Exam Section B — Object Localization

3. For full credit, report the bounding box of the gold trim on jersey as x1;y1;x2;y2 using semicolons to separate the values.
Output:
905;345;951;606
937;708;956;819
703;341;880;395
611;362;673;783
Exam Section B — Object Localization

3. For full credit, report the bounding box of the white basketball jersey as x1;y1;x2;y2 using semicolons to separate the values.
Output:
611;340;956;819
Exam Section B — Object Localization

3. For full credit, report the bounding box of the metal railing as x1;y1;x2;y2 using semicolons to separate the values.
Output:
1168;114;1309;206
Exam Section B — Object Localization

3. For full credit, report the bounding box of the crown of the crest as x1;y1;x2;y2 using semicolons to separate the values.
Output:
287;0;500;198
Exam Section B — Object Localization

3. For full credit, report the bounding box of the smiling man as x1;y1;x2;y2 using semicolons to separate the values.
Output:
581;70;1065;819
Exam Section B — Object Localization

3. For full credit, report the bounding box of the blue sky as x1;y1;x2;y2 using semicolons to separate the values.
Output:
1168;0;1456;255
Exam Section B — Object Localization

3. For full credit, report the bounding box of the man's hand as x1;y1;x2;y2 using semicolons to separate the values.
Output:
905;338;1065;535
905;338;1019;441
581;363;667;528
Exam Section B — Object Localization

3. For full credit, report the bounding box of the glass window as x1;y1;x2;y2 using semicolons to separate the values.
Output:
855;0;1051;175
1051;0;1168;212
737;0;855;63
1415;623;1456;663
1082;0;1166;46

WHAT TO PRODUCE: Return each line from the items above that contains the string "semicolons". Case counts when matching.

SOLUTION TO THIS TASK:
3. For full credit, report the bounding box of the gold trim on jersey as x1;y1;x2;y2 using semicolons to separate the values.
3. For full credit, report the bounding box of the white basketball jersey as x1;y1;x2;y2 using semicolons to separate the values.
3. For full credit, report the bounding box of the metal railing as x1;y1;x2;y2 using semicolons to separate the values.
3. For full credit, report the bounding box of the crown of the crest as x1;y1;x2;y2 using semicolons to separate the values.
3. For full credit, report the bounding box of the smiling man as x1;y1;x2;y2 using semicolons to separate the values.
3. For full credit, report the bounding box of the blue sky as x1;y1;x2;y2 using semicolons to separate the values.
3. For full credit, report the bounding box of the man's hand as x1;y1;x2;y2 using semicolons to separate the values.
3. For full credit, report the bounding box of the glass window as x1;y1;x2;y2 using semicolons to separate the values.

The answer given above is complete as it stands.